[Entries for pointing at labeled objects]
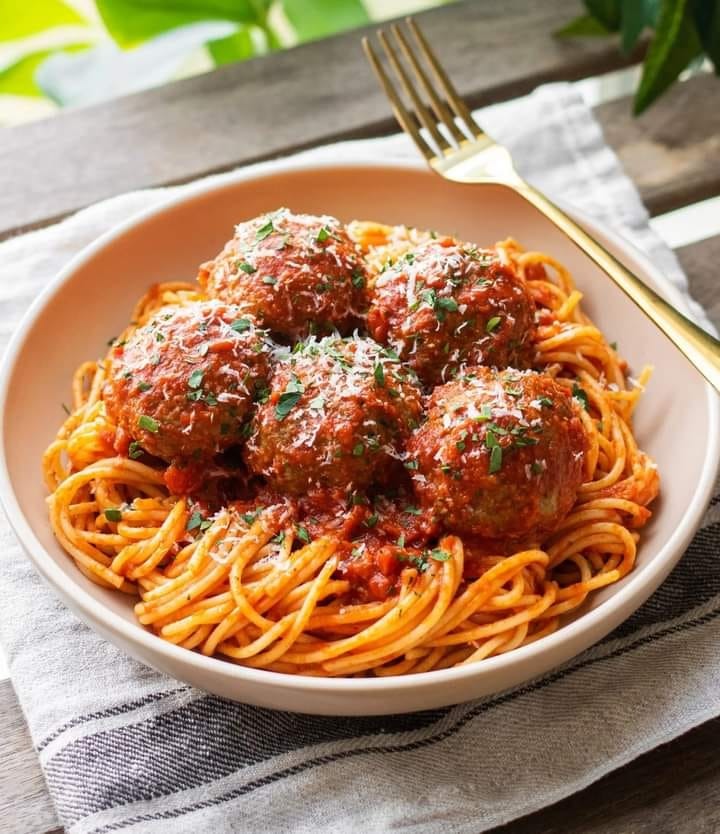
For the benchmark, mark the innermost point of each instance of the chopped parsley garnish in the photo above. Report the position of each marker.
(264, 231)
(379, 374)
(241, 325)
(448, 304)
(195, 378)
(289, 398)
(495, 452)
(194, 521)
(581, 396)
(439, 555)
(148, 423)
(372, 520)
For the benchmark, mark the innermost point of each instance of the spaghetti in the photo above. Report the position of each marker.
(246, 582)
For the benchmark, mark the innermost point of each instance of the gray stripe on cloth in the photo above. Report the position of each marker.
(125, 748)
(694, 581)
(557, 693)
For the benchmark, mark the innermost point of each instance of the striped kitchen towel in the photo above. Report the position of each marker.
(126, 749)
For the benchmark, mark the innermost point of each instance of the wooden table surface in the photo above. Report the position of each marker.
(323, 92)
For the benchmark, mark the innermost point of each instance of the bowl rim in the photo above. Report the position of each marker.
(630, 595)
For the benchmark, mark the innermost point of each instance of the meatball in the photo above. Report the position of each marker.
(336, 413)
(182, 384)
(297, 273)
(500, 455)
(448, 305)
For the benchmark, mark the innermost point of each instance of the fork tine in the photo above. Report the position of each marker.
(401, 114)
(420, 109)
(441, 110)
(456, 102)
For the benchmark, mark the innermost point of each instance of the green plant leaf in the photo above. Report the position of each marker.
(18, 79)
(707, 22)
(131, 22)
(20, 18)
(583, 26)
(632, 23)
(237, 47)
(108, 71)
(606, 11)
(635, 15)
(313, 19)
(674, 45)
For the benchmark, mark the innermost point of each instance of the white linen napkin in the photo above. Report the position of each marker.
(125, 748)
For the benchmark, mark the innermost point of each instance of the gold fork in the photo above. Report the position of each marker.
(457, 148)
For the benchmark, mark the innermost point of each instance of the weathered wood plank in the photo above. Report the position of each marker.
(25, 805)
(672, 151)
(270, 106)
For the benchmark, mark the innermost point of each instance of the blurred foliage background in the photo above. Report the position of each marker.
(58, 53)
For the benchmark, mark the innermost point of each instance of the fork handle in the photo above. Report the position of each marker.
(699, 347)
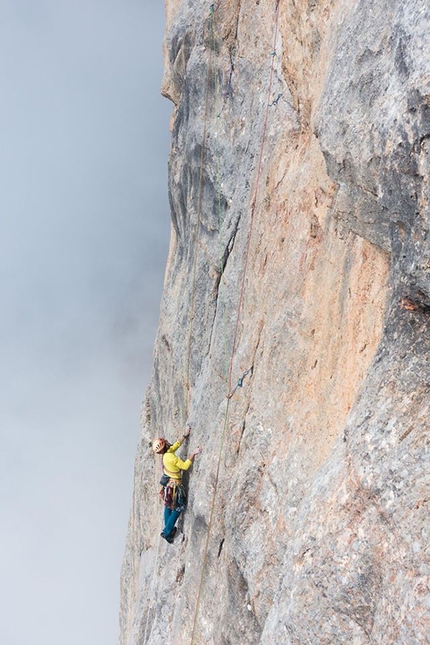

== Task prompt ==
Find each line in the items above that contains the string "fork", matching case exactly, and copy every such line.

== Completed task ==
For the benchmark, mark the innermost point of each instance of the fork tine in the photo above. Report the position of each marker.
For the benchmark, mark the innermost point of each instance of the gold fork in the photo above. Report the position of each marker.
For the benchmark, mark the innermost point of each instance of the fork handle in the photo above. Report the position of each marker.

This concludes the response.